§ **YOUR TASK**
What is needed is an exact copy of every record below.

** Opening DATA LISTING block **

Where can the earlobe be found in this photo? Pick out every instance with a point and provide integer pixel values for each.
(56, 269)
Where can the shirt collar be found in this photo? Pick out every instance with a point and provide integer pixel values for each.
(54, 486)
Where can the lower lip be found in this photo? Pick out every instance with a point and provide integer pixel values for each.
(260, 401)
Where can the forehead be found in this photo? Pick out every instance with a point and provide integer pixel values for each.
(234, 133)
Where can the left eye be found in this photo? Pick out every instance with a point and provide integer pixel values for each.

** Closing DATA LISTING block **

§ **SOLUTION FOR THIS TASK**
Where can the earlobe be found in this photo? Pick out every instance with a point and provide integer pixel values for each.
(56, 269)
Where can the shirt collar be found in this photo? Pick out every instance with a point and provide integer pixel values for each.
(54, 486)
Where can the lower lip be found in this photo? Pick out every instance with a point and provide integer pixel values for each.
(260, 401)
Where can the forehead be found in this photo? Pick out every instance with a point and provide integer pixel values for each.
(234, 133)
Where can the left eye be found in this photo? Pick out every instance with a point and provide integer pixel values for each.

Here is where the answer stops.